*** Dataset excerpts

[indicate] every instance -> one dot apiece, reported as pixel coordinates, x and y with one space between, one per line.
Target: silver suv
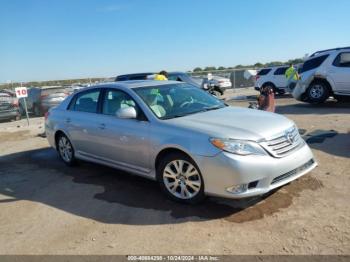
189 141
325 73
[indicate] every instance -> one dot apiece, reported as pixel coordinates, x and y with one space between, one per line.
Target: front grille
293 172
284 143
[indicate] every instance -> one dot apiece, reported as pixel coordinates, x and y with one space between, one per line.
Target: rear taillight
46 115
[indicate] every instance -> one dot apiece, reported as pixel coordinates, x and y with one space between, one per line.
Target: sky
66 39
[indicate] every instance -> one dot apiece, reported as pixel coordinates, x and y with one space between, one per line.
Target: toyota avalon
177 134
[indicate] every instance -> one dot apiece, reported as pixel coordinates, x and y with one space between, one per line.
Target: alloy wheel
182 179
316 91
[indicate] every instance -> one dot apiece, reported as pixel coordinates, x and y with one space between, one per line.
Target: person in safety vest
292 76
161 76
266 99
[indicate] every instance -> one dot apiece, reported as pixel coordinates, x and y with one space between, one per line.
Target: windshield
177 100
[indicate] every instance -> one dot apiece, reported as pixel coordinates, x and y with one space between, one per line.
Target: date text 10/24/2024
172 258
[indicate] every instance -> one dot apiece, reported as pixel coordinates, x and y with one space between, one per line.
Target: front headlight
239 147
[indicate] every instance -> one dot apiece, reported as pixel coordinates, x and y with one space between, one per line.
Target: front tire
317 93
180 179
65 150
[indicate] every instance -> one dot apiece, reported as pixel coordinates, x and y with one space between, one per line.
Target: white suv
325 73
273 77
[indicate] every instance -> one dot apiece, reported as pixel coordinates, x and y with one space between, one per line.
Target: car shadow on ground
111 196
329 107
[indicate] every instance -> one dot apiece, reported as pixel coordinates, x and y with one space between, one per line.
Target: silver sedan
190 142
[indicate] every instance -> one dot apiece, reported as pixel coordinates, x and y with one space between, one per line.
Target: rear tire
66 150
317 92
180 179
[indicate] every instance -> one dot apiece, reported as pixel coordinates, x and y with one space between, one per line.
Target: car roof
130 84
328 51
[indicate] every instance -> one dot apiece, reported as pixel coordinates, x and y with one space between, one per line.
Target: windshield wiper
205 109
211 108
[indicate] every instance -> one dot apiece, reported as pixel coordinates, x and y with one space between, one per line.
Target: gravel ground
48 208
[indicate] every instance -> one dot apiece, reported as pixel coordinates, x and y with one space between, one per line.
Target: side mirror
127 113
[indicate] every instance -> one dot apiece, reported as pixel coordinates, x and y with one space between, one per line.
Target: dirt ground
48 208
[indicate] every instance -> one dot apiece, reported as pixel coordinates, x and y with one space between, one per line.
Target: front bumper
264 172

******

Task prompt: Please tally the lines in the items above that contain the word "front" and give only that number.

Written solution: 4